Written task: From the Persian embroidery text, repeat word for word the part starting at "The earliest piece" and ending at "for ornamentation purposes.".

Selected passage:
◇ ◇ ◇

Persian embroidery is a type of Persian art and handicraft.

==History==

It has been speculated that Persian embroidery existed from ancient times and at least from the time of the Sasanian Empire, based on numerous designs visible on rock sculptures and silverware of that period, and have been classified by Professor Ernst Herzfeld. Patterns on the coat of Chosroes II at Taq-e Bostan are in high relief; they may represent embroidery. Roundels, animals, and other familiar motifs of Sasanian art were also used as patterns for sculptures representing embroidery.

The earliest piece of physical Persian embroidery is from the Seljuk Empire (1037–1194 A.D.); it featured a strong Chinese-style pattern influencing the design. The Chinese style of embroidery of this time featured a satin stitch (Persian: ṭirāz) made of silk thread and was applied mainly for ornamentation purposes.

◇ ◇ ◇

Extracted records:
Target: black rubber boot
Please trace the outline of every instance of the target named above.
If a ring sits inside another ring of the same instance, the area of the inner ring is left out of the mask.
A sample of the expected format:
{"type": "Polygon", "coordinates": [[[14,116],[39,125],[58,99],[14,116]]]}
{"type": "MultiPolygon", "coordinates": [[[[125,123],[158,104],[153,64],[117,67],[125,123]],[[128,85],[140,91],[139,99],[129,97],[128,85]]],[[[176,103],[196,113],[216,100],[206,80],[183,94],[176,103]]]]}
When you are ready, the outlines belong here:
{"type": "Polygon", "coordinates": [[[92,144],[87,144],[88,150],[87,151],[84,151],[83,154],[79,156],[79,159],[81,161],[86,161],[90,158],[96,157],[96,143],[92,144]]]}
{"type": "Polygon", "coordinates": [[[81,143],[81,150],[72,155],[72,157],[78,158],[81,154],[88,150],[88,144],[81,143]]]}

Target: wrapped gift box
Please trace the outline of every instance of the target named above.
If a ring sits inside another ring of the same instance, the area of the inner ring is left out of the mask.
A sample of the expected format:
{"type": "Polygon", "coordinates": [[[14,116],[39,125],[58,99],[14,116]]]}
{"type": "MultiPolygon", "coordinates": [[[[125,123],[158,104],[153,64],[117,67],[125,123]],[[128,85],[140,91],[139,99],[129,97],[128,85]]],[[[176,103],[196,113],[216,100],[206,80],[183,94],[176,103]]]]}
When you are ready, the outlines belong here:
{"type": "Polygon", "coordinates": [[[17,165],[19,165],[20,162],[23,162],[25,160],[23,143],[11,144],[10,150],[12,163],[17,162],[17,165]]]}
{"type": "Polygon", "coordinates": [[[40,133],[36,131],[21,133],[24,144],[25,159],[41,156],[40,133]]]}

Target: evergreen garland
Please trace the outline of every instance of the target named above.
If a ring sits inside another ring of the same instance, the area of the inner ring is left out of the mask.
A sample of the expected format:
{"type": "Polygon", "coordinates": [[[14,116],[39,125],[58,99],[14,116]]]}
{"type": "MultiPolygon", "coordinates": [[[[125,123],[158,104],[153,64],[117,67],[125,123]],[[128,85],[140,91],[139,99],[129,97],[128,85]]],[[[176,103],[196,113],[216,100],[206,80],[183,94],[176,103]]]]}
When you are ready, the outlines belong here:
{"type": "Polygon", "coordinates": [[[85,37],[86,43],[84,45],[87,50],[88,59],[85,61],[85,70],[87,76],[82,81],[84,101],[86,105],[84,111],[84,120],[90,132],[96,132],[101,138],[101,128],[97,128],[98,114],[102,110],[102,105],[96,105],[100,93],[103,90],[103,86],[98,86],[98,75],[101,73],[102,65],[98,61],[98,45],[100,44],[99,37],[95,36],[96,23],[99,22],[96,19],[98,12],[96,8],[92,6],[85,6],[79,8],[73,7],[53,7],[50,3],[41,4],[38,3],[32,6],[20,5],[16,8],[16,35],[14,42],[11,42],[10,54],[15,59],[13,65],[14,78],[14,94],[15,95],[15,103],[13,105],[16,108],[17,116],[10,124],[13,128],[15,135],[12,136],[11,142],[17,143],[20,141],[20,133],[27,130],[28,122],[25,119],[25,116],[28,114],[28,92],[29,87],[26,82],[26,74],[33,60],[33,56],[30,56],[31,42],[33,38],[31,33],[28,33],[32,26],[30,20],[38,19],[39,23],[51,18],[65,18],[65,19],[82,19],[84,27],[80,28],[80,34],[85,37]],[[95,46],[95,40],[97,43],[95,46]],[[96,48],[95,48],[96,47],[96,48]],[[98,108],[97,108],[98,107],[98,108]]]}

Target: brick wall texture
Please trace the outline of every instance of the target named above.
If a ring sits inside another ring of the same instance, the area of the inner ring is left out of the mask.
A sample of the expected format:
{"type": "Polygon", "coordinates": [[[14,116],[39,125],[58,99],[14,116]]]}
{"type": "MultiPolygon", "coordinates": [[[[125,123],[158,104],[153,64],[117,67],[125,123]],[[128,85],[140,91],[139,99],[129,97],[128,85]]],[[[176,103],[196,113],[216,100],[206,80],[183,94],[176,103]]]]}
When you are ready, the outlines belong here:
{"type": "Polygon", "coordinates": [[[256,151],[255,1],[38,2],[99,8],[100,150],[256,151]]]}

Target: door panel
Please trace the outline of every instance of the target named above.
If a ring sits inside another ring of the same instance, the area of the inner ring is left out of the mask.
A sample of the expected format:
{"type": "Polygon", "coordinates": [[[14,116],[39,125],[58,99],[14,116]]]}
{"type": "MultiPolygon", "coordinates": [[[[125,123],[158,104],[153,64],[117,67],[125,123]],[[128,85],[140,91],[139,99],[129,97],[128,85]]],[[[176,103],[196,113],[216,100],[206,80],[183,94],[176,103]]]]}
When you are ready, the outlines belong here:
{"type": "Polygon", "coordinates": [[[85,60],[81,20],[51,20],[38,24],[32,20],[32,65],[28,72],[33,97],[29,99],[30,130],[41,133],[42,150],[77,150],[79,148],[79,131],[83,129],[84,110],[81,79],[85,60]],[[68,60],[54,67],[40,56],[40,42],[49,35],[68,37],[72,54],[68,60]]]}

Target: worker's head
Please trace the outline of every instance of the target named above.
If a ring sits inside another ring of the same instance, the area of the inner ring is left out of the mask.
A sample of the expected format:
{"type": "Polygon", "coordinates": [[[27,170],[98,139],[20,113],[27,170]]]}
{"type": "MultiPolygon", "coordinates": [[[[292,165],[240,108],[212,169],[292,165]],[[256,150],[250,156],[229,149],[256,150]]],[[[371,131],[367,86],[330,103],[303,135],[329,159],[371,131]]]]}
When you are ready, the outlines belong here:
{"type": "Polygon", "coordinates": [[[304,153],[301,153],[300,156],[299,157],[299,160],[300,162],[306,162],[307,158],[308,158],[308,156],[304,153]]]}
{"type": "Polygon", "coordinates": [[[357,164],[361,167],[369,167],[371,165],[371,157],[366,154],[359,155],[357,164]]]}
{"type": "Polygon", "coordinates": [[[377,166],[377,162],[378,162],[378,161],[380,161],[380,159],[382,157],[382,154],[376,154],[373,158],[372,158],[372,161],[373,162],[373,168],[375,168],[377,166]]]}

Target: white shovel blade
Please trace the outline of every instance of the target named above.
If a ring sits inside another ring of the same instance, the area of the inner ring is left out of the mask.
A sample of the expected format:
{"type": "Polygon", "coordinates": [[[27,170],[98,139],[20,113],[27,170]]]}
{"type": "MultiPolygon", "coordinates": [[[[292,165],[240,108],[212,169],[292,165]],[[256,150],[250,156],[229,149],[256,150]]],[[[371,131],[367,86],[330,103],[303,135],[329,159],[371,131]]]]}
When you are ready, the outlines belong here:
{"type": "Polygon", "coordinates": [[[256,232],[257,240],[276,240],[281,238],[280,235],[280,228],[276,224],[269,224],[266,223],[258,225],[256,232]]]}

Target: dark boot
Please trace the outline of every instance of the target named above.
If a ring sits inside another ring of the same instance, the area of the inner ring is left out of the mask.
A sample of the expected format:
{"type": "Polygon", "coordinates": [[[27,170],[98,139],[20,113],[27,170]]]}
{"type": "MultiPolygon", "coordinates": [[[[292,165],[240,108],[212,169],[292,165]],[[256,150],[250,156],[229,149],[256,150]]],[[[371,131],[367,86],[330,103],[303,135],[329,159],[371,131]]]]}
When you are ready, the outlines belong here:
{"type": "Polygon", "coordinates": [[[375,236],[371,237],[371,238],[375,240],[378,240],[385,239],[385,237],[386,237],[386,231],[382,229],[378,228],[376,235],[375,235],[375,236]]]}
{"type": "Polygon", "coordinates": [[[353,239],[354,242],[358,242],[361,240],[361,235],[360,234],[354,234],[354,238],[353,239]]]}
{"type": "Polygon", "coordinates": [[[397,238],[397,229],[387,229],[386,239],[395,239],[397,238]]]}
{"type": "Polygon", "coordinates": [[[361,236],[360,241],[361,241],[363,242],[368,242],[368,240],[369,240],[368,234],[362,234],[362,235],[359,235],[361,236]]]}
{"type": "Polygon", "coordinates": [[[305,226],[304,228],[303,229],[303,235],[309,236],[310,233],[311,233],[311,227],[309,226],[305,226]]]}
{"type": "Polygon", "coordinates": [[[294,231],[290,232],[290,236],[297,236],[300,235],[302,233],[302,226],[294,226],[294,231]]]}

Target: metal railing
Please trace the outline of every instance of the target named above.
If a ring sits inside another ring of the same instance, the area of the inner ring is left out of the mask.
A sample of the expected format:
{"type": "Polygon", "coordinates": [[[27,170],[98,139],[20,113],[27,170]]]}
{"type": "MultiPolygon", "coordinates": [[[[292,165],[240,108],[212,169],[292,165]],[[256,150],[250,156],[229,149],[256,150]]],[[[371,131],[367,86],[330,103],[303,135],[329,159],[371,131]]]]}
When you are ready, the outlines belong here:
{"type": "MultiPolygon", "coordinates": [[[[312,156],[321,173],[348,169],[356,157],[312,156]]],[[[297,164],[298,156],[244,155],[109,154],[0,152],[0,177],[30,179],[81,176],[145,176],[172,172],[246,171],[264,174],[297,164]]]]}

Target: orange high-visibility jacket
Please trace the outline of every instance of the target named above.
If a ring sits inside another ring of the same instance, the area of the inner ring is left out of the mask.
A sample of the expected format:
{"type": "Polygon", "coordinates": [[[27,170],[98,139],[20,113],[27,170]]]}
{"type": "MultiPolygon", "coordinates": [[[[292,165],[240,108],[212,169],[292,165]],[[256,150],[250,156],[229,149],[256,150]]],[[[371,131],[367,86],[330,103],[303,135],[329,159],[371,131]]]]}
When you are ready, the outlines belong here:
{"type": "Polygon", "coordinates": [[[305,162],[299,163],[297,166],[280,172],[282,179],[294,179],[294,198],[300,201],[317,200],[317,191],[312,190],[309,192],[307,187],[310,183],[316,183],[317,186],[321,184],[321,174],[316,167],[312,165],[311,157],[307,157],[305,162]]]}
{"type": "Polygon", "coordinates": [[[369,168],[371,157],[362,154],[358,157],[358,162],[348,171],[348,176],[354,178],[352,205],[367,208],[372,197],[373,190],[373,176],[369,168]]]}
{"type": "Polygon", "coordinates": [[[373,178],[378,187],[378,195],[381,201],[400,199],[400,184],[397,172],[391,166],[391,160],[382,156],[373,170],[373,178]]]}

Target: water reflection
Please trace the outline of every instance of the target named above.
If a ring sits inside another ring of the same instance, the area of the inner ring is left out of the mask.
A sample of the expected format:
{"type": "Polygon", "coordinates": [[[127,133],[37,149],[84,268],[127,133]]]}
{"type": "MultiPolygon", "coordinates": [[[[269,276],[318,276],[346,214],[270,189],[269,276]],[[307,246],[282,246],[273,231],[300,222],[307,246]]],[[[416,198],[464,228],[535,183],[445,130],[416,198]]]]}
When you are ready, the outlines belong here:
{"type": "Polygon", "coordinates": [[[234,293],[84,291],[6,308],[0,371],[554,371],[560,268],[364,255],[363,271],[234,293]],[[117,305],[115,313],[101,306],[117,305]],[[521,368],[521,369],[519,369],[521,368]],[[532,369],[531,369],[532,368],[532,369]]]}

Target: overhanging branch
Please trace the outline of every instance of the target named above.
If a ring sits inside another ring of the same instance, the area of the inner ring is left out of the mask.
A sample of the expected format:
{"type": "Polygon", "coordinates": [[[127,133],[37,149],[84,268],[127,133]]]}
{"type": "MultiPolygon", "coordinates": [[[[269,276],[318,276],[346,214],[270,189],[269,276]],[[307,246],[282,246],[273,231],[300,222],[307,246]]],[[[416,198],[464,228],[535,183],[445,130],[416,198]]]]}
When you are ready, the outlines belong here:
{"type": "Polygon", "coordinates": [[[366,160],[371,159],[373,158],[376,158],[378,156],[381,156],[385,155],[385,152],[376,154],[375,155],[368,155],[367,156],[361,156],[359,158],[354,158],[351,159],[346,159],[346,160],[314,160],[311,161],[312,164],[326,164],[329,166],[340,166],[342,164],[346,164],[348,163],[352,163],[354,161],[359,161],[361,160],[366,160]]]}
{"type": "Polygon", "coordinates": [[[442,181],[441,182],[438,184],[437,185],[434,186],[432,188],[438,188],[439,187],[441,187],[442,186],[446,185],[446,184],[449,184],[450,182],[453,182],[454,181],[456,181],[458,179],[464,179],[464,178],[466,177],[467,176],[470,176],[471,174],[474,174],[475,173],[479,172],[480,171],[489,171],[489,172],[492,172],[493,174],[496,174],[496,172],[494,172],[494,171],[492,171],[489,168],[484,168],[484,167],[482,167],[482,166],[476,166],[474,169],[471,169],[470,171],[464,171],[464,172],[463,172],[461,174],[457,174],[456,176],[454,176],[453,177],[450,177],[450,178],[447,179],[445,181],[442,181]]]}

◇ ◇ ◇

Reply to the exercise:
The earliest piece of physical Persian embroidery is from the Seljuk Empire (1037–1194 A.D.); it featured a strong Chinese-style pattern influencing the design. The Chinese style of embroidery of this time featured a satin stitch (Persian: ṭirāz) made of silk thread and was applied mainly for ornamentation purposes.